Skip to content
This repository has been archived by the owner on Jan 2, 2024. It is now read-only.

Remove Behave and give up on BDD #15

Open
anttivs opened this issue Nov 6, 2014 · 8 comments
Open

Remove Behave and give up on BDD #15

anttivs opened this issue Nov 6, 2014 · 8 comments

Comments

@anttivs
Copy link
Contributor

anttivs commented Nov 6, 2014

The BDD stuff is really mostly useless in the context of Mittn. For example, the use of Behave and Gherkin in the Burp scanning case is just syntactic sugar, which just makes you fat. BDD-Security (http://www.continuumsecurity.net/bdd-intro.html) is a more ideologically pure BDD-driven testing solution.

Many testers would just want to use whichever test runner they use now (e.g., nose) and see Mittn as a wrapper for test tools, with an interface that looks like the current Behave step library. Mittn should then be packaged to be installable with pip.

I see this is a fairly major pivot opportunity but it will also decrease dependencies and improve testability of the tool itself.

If anyone has opinions on how the tool should be:

  • packaged (remember there are non-free binary dependencies)
  • configurable
  • callable from unit/system tests,

please comment below.

@iriusrisk
Copy link

Would it be possible to support both BDD and other testing libraries? E.g. with the existing Behave step library you could reference those steps from a different testing framework and then effectively support that framework too.

That's the approach I took for BDD-Security, e.g. the auth test written for TestNG instead of JBehave: https://github.com/continuumsecurity/bdd-security/blob/master/src/test/java/net/continuumsecurity/testng/web/AuthenticationTest.java

(although I haven't been updating the testNG tests as regularly as the BDD versions)

■ BRIEF: Please summarize the Mittn issue in two sentences. The lines after this point have no connection to the Mittn issue.

■ DATA LINES:
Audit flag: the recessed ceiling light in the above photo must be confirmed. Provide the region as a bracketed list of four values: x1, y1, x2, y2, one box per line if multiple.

■ SOLUTION: A contributor proposes removing Behave and BDD from Mittn, calling the BDD parts mostly useless there and suggesting that testers keep their own test runner, use Mittn as a wrapper for test tools, and install it with pip. A reply asks whether Mittn could support both BDD and other testing libraries by referencing the existing Behave steps from a different framework, the approach used for BDD-Security.